Point labeling dataset excerpts
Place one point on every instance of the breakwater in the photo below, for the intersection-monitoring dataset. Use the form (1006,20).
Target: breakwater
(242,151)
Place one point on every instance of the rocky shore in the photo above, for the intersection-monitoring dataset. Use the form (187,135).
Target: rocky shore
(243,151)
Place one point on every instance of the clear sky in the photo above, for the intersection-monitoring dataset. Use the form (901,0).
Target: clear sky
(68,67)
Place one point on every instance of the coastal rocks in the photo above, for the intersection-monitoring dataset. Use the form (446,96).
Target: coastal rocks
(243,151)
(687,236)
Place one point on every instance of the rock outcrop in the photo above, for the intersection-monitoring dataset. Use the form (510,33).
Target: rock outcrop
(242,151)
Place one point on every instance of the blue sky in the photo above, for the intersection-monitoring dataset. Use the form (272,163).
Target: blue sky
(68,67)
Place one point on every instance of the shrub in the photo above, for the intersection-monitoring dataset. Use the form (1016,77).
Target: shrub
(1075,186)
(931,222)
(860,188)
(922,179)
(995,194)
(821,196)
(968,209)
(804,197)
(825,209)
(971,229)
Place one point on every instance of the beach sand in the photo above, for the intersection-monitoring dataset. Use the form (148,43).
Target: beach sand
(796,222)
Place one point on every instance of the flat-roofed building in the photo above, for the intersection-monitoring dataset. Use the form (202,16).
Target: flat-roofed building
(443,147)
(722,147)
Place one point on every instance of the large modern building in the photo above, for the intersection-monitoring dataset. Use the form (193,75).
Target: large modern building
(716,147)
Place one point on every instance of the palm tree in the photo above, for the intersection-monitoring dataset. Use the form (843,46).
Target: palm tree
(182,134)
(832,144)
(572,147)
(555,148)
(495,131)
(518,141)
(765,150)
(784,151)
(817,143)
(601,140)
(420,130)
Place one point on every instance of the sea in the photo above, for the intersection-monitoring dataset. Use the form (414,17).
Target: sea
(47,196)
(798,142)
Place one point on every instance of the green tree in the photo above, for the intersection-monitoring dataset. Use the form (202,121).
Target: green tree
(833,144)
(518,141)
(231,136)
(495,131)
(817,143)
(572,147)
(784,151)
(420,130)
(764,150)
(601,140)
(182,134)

* WHAT IS REQUIRED
Copy the items from the line that contains "Place one point on every instance of the palm" through the end of the items, replacing "palm tree" with "coconut palm" and leaving everything else unchanged.

* RESULT OF THE TASK
Place one point on every instance of the coconut palm in the photo above, for the intersection-monitoring dataset. Use the form (843,46).
Target: coconut palm
(182,134)
(832,144)
(572,147)
(555,148)
(495,131)
(518,141)
(765,150)
(784,151)
(817,143)
(601,140)
(420,130)
Place one point on every instance of the sea in the photo above, for the intersection-monitoring dataset. Use the form (414,17).
Target: sea
(47,196)
(798,142)
Place one point on every instance of the green tree in the photo above, for the intersection-monitoring dataset. Use the form (202,121).
Target: green tree
(833,144)
(518,141)
(231,136)
(495,131)
(817,143)
(572,147)
(784,151)
(420,130)
(764,150)
(601,140)
(182,134)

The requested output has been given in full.